Task list =
**1)** Write out the passage on mediated deliberation word for word, beginning at the words "Mediated deliberation follows" and stopping after "procedurally correct decisions.".
**2)** Extend the article on mediated deliberation from the point where it stops.

Quoted passage =
□ □ □

= Mediated deliberation =

Role of media in democracy

Mediated deliberation is a form of deliberation that is achieved through the media which acts as a mediator between the mass public and elected officials. The communication professionals of the media relay information, values, and diverse points of view to the public in order for effective public deliberation to occur. Benjamin Page proposes mediated deliberation be a "division of labor" with the idea of using the media to deliver information between the elected officials and the public because modern problems make it impossible to rely on the elected officials to deliberate for the public. The role of the media is to encourage discussion amongst the citizens to keep them engaged with their elected officials.

==Ideal form ==

Mediated deliberation follows the conception of a deliberative democracy. According to Jürgen Habermas, a German philosopher, "no modern political process could function effectively without the "professionals of the media system" and the various elites who produce mediated political communication." This ideal mediated deliberation would:
to mobilize and pool relevant issues and required information, and to specify interpretations; to process such contributions discursively by means of proper arguments for and against; and to generate rationally motivated yes and no attitudes [i.e., public opinions] that are expected to determine the outcome of procedurally correct decisions.

Through this ideal model, mediated deliberation should promote public knowledge on important issues as well as encouraging public opinion through enlightenment.

□ □ □

Dataset entries:

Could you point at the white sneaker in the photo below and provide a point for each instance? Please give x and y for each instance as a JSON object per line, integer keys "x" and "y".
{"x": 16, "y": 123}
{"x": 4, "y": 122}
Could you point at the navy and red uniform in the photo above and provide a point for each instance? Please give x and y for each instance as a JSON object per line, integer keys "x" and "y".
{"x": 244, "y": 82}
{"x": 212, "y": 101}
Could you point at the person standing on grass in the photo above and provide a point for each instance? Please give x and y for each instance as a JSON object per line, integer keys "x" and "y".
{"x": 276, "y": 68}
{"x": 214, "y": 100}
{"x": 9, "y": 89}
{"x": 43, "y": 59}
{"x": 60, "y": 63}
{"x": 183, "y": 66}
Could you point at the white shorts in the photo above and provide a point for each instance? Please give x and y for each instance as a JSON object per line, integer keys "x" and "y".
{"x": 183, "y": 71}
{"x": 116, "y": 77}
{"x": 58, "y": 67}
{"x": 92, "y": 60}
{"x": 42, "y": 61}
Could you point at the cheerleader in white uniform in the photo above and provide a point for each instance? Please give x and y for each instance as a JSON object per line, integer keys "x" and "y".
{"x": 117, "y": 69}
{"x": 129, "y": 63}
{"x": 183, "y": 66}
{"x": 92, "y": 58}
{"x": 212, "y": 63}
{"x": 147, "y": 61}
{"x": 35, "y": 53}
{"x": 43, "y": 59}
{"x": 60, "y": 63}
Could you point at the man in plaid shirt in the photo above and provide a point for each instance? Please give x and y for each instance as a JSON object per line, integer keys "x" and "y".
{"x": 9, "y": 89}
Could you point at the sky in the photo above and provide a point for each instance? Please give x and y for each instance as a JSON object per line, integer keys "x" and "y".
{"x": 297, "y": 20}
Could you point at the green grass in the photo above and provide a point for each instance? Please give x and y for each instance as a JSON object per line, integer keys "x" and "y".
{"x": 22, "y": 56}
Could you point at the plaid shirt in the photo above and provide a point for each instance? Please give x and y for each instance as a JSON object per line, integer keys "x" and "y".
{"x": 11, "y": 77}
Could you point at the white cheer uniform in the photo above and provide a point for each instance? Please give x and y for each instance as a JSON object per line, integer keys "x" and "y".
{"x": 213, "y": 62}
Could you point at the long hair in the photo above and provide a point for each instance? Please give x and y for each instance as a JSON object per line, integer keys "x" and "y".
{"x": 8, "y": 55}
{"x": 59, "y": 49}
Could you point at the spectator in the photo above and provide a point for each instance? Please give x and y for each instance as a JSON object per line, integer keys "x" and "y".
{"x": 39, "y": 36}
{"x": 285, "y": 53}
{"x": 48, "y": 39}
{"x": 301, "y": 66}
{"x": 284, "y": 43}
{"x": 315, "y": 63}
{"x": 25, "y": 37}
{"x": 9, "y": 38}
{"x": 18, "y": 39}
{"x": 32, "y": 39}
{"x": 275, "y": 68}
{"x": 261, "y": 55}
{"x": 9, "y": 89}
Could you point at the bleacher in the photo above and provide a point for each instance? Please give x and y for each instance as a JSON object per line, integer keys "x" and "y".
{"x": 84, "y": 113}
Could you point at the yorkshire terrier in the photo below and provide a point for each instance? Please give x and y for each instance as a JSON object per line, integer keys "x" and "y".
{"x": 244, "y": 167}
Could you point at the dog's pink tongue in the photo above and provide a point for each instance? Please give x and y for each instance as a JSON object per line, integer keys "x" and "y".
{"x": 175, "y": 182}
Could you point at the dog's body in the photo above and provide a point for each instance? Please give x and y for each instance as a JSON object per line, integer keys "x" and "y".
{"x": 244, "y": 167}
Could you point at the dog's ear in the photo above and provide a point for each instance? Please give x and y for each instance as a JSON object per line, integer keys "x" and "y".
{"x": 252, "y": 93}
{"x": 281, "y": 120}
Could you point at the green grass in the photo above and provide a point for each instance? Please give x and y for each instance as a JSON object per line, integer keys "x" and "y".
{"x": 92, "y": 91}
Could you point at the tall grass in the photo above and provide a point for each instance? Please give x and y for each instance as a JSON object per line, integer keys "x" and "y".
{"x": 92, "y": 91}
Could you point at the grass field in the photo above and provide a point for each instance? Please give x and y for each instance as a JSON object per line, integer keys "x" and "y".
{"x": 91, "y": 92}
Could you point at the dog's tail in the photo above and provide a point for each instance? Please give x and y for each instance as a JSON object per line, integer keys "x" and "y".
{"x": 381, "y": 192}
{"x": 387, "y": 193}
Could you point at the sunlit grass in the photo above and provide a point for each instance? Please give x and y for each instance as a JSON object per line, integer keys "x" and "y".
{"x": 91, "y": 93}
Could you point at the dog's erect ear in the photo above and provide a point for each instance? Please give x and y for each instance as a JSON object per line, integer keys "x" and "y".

□ □ □

Answers for the exercise =
**1)**
Mediated deliberation follows the conception of a deliberative democracy. According to Jürgen Habermas, a German philosopher, "no modern political process could function effectively without the "professionals of the media system" and the various elites who produce mediated political communication." This ideal mediated deliberation would:
to mobilize and pool relevant issues and required information, and to specify interpretations; to process such contributions discursively by means of proper arguments for and against; and to generate rationally motivated yes and no attitudes [i.e., public opinions] that are expected to determine the outcome of procedurally correct decisions.

**2)**
To achieve an effective mediated deliberation, it requires collective responsibility from the media producers, including newspapers, television broadcasters, and the internet. The media needs to reliable because many people gain information and knowledge about events and issues. Robert Goodwin, a philosopher, described the idea of "deliberation within" which is the deliberation that occurs in an individual's mind. "The point in having a deliberative media process is for individuals to hear conflicting considerations and weigh them to arrive at their own judgments." Through the analytic and social processes of deliberation, the table shows the roles that the media producers and media users need to fulfill in order for the ideal, mediated deliberation to occur. In the analytic process, it involves introspection on subjective values while reflecting on personal and emotional experiences with facts. The following tables are copyrighted © 2008 by Sage Publications, Inc from John Gastil's book, Political Communication and Deliberation.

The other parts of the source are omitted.